Posted in | Nanomedicine

Naphthalocyanine-Based Nanoparticles Could Help Surgeons Better View and Treat Tumour Cells

Even with pre-operative imaging methods, surgeons still depend on visual inspection in order to located malignant tissues during surgery.

A new study released on November 14th, 2017 at the 2017 American Association of Pharmaceutical Scientists (AAPS) Annual Meeting and Exposition could help surgeons better locate and treat these tumor cells with engineered naphthalocyanine-based nanoparticles (SiNc-PNP) that are injected 24 hours prior to surgery, which then light up when they come into contact with cancerous tumors.

In the study, title "Single Theranostic Agent for Image-Guided Surgery and Intraoperative Phototherapy for Cancer Treatment," researchers created an activatable theranostic nanoplatform that can be employed for two purposes: delineation of tumor with a real-time near-infrared (NIR) fluorescence signal during surgery, and an intraoperative targeted treatment to eliminate hard-to-remove tumors further by non-toxic phototherapy.

**Provided data**

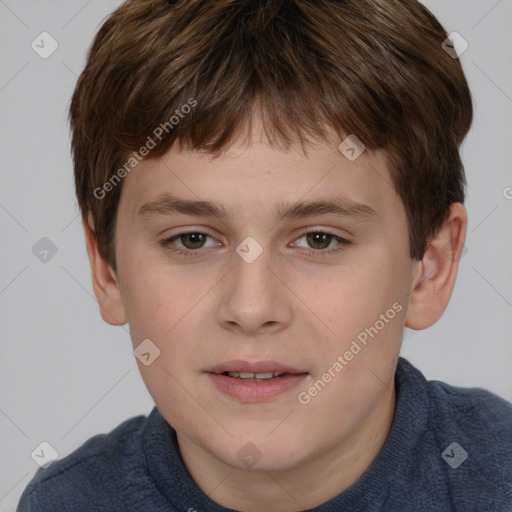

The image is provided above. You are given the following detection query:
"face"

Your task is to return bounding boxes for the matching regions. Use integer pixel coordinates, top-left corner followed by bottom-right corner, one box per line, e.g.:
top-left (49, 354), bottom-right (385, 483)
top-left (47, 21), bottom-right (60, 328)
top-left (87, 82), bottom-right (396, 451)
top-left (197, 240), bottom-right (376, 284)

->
top-left (111, 128), bottom-right (414, 470)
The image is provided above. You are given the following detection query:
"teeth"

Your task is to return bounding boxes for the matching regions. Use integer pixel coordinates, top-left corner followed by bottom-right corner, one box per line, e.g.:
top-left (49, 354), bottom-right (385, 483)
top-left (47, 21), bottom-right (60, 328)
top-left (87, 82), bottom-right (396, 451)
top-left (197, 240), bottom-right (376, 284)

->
top-left (228, 372), bottom-right (282, 380)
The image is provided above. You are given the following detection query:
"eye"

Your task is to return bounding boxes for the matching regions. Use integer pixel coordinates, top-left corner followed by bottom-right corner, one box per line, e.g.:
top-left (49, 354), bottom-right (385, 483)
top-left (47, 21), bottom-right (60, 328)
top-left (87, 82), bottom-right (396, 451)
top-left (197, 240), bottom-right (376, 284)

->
top-left (161, 231), bottom-right (219, 253)
top-left (292, 231), bottom-right (351, 254)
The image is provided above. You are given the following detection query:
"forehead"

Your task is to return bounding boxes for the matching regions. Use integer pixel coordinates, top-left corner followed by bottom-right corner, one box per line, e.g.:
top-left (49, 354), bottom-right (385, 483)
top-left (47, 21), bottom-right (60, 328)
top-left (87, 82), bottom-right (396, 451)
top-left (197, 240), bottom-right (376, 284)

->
top-left (120, 130), bottom-right (400, 224)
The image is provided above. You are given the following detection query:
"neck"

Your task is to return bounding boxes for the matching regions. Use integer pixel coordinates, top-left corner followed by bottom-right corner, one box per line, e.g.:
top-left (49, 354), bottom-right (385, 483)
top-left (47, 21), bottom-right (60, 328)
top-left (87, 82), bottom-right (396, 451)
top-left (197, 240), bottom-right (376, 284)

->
top-left (177, 388), bottom-right (395, 512)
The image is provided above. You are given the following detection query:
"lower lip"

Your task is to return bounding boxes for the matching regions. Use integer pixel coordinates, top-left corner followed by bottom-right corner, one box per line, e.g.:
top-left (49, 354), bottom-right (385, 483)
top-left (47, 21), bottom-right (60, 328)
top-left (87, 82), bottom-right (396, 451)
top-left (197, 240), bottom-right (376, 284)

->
top-left (208, 373), bottom-right (308, 402)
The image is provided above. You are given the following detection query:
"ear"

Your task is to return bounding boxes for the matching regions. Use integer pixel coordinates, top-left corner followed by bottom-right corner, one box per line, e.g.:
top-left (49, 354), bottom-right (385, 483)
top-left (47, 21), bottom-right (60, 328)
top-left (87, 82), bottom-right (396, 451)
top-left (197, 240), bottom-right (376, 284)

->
top-left (405, 203), bottom-right (468, 330)
top-left (82, 213), bottom-right (126, 325)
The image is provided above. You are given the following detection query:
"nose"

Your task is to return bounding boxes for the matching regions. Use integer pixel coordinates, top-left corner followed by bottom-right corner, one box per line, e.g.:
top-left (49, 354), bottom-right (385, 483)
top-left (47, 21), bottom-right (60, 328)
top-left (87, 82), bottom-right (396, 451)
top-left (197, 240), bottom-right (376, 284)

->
top-left (217, 242), bottom-right (293, 336)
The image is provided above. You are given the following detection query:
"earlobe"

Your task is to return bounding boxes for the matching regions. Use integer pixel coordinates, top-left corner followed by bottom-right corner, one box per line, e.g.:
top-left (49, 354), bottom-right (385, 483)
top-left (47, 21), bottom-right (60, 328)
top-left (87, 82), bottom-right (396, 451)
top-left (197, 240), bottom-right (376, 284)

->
top-left (82, 213), bottom-right (126, 325)
top-left (405, 203), bottom-right (467, 330)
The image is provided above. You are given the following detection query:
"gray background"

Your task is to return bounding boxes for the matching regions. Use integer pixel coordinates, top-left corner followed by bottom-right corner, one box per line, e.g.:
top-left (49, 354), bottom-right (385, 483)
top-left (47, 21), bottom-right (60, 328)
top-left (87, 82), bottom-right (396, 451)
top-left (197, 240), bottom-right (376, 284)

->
top-left (0, 0), bottom-right (512, 511)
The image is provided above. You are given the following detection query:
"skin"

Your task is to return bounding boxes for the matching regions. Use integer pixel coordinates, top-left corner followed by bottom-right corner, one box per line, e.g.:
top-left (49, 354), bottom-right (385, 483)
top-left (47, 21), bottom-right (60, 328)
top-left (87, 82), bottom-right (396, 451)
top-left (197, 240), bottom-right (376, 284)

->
top-left (84, 122), bottom-right (467, 512)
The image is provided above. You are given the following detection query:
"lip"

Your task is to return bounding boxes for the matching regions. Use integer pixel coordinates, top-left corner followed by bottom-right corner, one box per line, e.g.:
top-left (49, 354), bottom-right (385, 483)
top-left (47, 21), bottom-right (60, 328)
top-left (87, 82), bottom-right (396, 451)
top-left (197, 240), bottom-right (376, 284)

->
top-left (206, 360), bottom-right (308, 402)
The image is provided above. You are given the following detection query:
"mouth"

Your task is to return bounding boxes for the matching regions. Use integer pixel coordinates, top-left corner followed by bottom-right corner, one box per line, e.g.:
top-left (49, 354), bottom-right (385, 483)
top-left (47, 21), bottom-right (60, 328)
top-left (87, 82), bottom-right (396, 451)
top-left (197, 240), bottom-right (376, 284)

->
top-left (205, 360), bottom-right (309, 402)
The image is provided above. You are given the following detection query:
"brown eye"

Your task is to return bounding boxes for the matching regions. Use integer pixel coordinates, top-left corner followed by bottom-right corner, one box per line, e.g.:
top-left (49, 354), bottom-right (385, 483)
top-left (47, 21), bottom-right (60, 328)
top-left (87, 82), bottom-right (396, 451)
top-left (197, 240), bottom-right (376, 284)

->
top-left (180, 233), bottom-right (208, 249)
top-left (306, 232), bottom-right (333, 249)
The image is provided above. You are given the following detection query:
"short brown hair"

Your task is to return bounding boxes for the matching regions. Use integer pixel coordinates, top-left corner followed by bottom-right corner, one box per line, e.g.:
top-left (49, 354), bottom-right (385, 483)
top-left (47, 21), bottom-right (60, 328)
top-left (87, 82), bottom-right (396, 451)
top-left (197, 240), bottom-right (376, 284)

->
top-left (70, 0), bottom-right (473, 269)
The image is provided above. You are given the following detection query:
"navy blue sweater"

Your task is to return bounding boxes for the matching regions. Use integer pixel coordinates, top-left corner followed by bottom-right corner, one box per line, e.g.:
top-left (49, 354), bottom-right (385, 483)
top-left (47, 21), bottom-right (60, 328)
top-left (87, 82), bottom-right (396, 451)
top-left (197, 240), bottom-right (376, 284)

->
top-left (18, 359), bottom-right (512, 512)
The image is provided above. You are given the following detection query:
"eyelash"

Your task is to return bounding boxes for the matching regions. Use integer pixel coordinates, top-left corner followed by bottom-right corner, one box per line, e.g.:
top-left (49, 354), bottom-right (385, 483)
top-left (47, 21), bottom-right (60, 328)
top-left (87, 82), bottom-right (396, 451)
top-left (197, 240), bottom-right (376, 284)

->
top-left (160, 230), bottom-right (352, 258)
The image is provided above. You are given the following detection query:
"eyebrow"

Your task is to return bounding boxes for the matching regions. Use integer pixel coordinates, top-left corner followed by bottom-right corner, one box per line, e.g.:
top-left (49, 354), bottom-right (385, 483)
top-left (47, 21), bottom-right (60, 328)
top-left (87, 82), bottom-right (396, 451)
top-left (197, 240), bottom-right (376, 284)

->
top-left (138, 195), bottom-right (378, 223)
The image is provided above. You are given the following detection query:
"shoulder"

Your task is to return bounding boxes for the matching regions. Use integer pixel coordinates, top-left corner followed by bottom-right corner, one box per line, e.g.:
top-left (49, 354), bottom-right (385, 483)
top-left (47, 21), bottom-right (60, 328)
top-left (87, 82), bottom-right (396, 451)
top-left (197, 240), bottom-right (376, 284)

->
top-left (18, 416), bottom-right (147, 512)
top-left (427, 366), bottom-right (512, 510)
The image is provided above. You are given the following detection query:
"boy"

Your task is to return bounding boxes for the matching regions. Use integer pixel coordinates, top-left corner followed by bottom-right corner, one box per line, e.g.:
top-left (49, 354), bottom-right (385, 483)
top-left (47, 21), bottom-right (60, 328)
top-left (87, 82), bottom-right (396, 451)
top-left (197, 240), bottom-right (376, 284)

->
top-left (19, 0), bottom-right (512, 512)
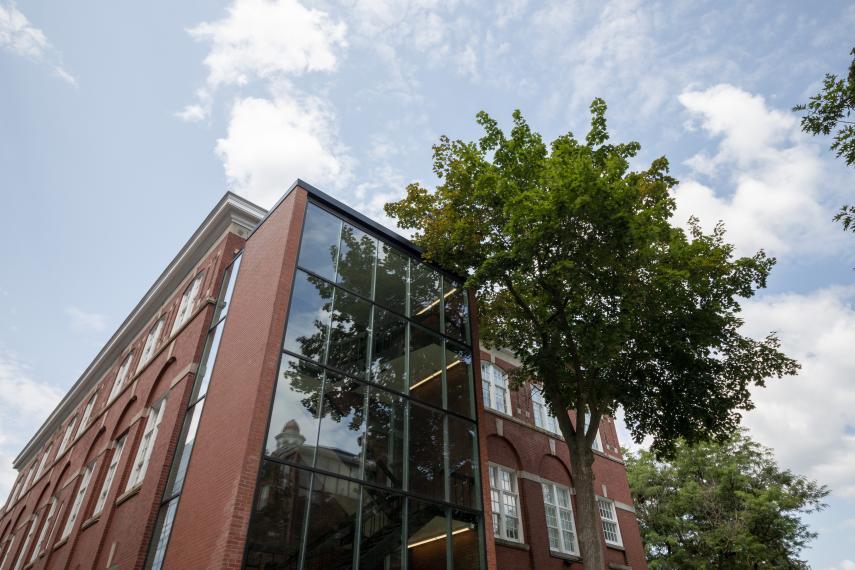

**Required tasks**
1. Extract from the nanoparticle article the stretch from "Posted in |" through "tissues during surgery.", copied word for word.
2. According to the nanoparticle article, how long before surgery are the SiNc-PNP nanoparticles injected?

**Per-task outputs**
1.
Posted in | Nanomedicine

Naphthalocyanine-Based Nanoparticles Could Help Surgeons Better View and Treat Tumour Cells

Even with pre-operative imaging methods, surgeons still depend on visual inspection in order to located malignant tissues during surgery.

2. 24 hours prior to surgery.